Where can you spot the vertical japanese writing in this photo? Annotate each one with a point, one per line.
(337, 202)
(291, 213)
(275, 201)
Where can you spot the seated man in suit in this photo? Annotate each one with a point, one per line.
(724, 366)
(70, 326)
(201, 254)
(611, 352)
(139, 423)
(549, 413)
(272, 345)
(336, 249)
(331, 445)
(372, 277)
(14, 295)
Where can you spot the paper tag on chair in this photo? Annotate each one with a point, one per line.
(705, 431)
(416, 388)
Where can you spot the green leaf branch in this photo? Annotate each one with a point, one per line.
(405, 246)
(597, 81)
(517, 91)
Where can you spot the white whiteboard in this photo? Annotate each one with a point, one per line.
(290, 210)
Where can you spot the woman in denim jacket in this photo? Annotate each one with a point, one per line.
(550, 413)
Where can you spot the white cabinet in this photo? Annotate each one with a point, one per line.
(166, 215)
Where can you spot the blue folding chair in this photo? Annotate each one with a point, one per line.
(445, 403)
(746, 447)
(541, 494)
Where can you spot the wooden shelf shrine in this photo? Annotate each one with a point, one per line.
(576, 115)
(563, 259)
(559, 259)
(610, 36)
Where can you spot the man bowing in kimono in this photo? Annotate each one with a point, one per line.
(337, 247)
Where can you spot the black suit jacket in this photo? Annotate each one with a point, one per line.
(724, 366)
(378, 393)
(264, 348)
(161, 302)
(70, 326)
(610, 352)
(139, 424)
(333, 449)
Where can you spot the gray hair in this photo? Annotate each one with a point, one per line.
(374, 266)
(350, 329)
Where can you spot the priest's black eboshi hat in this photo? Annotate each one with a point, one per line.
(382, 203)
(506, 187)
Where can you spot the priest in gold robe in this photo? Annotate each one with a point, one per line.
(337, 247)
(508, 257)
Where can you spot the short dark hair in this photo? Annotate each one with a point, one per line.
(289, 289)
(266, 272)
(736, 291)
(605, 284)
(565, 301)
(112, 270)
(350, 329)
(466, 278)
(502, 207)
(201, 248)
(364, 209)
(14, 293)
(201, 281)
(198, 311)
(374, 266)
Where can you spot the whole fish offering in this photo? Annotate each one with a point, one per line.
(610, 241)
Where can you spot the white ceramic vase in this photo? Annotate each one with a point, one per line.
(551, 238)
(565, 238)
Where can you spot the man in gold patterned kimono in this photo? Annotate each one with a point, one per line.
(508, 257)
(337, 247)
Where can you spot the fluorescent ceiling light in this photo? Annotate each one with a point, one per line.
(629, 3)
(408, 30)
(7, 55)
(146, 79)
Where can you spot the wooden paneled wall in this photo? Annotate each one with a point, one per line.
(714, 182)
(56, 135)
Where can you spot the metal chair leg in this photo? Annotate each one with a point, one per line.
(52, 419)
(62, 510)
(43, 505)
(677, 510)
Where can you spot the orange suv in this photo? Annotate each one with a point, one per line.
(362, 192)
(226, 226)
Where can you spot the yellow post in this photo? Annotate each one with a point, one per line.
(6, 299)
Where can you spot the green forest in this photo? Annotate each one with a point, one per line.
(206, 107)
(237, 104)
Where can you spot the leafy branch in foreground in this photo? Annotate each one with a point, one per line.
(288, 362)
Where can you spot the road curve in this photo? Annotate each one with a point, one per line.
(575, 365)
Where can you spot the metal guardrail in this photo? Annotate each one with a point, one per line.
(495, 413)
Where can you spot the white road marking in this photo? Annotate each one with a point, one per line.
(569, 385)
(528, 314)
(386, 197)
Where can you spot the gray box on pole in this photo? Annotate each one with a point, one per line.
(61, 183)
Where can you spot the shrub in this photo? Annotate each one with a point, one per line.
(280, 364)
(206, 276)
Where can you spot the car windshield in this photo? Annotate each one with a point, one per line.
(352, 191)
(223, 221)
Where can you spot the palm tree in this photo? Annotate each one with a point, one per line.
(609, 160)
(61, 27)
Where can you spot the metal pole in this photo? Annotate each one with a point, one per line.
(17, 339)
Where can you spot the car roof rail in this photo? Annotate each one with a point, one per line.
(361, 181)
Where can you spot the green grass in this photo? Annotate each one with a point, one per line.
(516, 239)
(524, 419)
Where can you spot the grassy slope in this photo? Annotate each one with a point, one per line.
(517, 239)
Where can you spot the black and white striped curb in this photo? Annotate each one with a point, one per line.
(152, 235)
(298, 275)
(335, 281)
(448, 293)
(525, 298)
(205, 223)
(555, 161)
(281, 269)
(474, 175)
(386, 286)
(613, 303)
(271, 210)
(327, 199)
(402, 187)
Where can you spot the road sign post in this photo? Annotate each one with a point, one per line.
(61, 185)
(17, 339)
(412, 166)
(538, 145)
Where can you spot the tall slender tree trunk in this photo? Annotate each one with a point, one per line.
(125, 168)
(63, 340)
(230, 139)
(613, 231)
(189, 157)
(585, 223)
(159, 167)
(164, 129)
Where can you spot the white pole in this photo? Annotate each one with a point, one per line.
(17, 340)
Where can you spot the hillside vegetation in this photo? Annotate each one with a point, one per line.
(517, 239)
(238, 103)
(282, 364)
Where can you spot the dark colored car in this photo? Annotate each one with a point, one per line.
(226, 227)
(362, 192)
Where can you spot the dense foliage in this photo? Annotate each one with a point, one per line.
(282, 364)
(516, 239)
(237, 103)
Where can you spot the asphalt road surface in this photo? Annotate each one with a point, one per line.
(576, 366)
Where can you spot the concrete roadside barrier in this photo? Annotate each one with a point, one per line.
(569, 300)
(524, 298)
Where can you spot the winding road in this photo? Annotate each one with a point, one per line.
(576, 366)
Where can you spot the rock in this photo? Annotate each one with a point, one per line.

- - -

- **TASK INSTRUCTIONS**:
Here, the records must be output exactly and in full.

- **SOLUTION FOR THIS TASK**:
Where can you spot the vertical japanese writing in this photo? Annotate each one with a point, one per line.
(337, 202)
(291, 213)
(275, 201)
Where can you spot the seated man in suit in this photo? Annotate each one with a point, one per line.
(724, 366)
(70, 326)
(201, 254)
(611, 352)
(139, 423)
(549, 413)
(272, 345)
(336, 249)
(331, 445)
(372, 277)
(14, 295)
Where can you spot the paper tag on chair in this photo? Annotate each one with a point, one per line.
(705, 431)
(416, 388)
Where can you spot the green leaf branch in this photo? Annotate each one with a point, one per line.
(405, 246)
(597, 81)
(517, 91)
Where can you spot the white whiteboard in this photo? Annotate each one with a point, one per line.
(290, 210)
Where can you spot the woman in denim jacket in this photo? Annotate each one with a point, one per line.
(550, 413)
Where can you spot the white cabinet in this photo? Annotate each one with a point, one per line.
(166, 215)
Where can you spot the blue folding chair in this photo? Annotate each one with a point, one per line.
(445, 403)
(746, 447)
(541, 494)
Where can you spot the wooden shelf shrine in this photo? Annotate each one with a point, one per line.
(576, 115)
(563, 259)
(559, 259)
(610, 36)
Where can you spot the man bowing in kimono in this photo? Annotate each one with a point, one per line.
(337, 247)
Where can you spot the black suit jacket in this photo? Annotate each one with a point, one per line.
(724, 366)
(378, 393)
(264, 348)
(161, 302)
(70, 326)
(610, 352)
(139, 424)
(333, 449)
Where can you spot the gray hair in this photo? Annotate each one with a point, one per line.
(374, 266)
(350, 329)
Where can you spot the priest's black eboshi hat in this photo? Annotate each one with a point, one per line.
(382, 203)
(506, 187)
Where can you spot the priest in gold robe in this photo? Annotate each one with a point, one per line.
(337, 247)
(508, 257)
Where can you spot the short dark hair in this photo? Annotate each one with a point, one per line.
(289, 289)
(266, 272)
(736, 291)
(605, 284)
(565, 301)
(112, 270)
(350, 329)
(466, 278)
(502, 207)
(201, 248)
(364, 209)
(14, 293)
(201, 281)
(198, 311)
(374, 266)
Where can you spot the whole fish offering in this photo? Annotate each one with a point, one per line.
(610, 241)
Where can you spot the white ceramic vase in this photo? Annotate each one with a point, one per line.
(551, 238)
(565, 238)
Where can you spot the man in gold patterned kimono in this photo? Annotate each one with a point, one per line.
(508, 257)
(337, 247)
Where can you spot the fluorescent ceiling light in this photo? Annotate each one with a point, one per line.
(629, 3)
(408, 30)
(7, 55)
(146, 79)
Where can you spot the wooden paneled wall in this photo? Annotate each one with a point, one per line.
(714, 182)
(56, 135)
Where can you spot the metal chair leg in this photo? Annotate each one with a point, one per line.
(52, 419)
(62, 510)
(43, 505)
(677, 510)
Where can you spot the orange suv in this photo? Annotate each one with a point, one per line.
(362, 192)
(226, 226)
Where can you spot the yellow post in this photo? Annotate each one with a point, one per line.
(6, 299)
Where can you spot the green forest in this photo? Annotate each one with a point, one per line.
(206, 107)
(237, 104)
Where can you spot the leafy branch in foreground in this photo? Annotate each one with a point, one per line.
(288, 362)
Where can you spot the road curve in this photo? Annotate each one with a point, one per line.
(575, 365)
Where can you spot the metal guardrail in this photo? Annotate each one with a point, one per line.
(495, 413)
Where can you spot the white road marking in this photo? Annotate each one with a point, one per line.
(569, 385)
(528, 314)
(386, 197)
Where can you spot the gray box on pole in this photo? Annotate each one with a point, one per line.
(61, 183)
Where can you spot the shrub in this photo? Annotate each one with a point, one per line.
(280, 364)
(206, 276)
Where can you spot the car windshield in this photo? Annotate each one with a point, one per line.
(352, 191)
(223, 221)
Where can you spot the palm tree in this photo? Annotate each one with a point, one per line.
(609, 160)
(61, 27)
Where can you spot the metal pole in this photo? Annotate each one with a point, one per line.
(17, 339)
Where can you spot the car roof rail in this photo? Annotate each one with a point, one per line.
(361, 181)
Where can you spot the green grass in this photo? Annotate each one with a point, one per line.
(516, 239)
(524, 419)
Where can you spot the grassy slope in this photo? Annotate each one with a point, one per line.
(517, 239)
Where can you spot the black and white striped curb in this photo? Annotate each one with a point, one per line.
(152, 235)
(298, 275)
(335, 281)
(448, 293)
(525, 298)
(205, 223)
(555, 161)
(281, 269)
(474, 175)
(386, 286)
(613, 303)
(271, 210)
(327, 199)
(402, 187)
Where can you spot the road sign post in this photo? Annotate each one with a point, one per line.
(61, 185)
(17, 339)
(412, 166)
(538, 145)
Where can you spot the tall slender tree trunk in this photo? Annotate each one with a point, one per line.
(125, 168)
(63, 340)
(230, 139)
(613, 231)
(189, 157)
(585, 223)
(159, 167)
(164, 129)
Where can you spot the white pole in this photo? Annotate each one with a point, one per line.
(17, 340)
Where can you spot the hillside vegetation in this photo? Annotate each one with a point, one per line.
(517, 239)
(238, 103)
(282, 364)
Where can you spot the dark colored car in this photo? Annotate each one with a point, one per line.
(226, 227)
(362, 192)
Where can you spot the dense foliage in this photo? Annotate each one with a point, one per line.
(282, 364)
(516, 239)
(237, 103)
Where can you spot the asphalt road surface in this photo? Annotate each one with a point, one per line.
(576, 366)
Where can you spot the concrete roadside barrier in this photo? Annotate each one with a point, one per line.
(569, 300)
(524, 298)
Where can you spot the winding road in this photo? Annotate each one with a point, one per line.
(576, 366)
Where can you spot the rock in this photo? Annotate each one with a point, one per line.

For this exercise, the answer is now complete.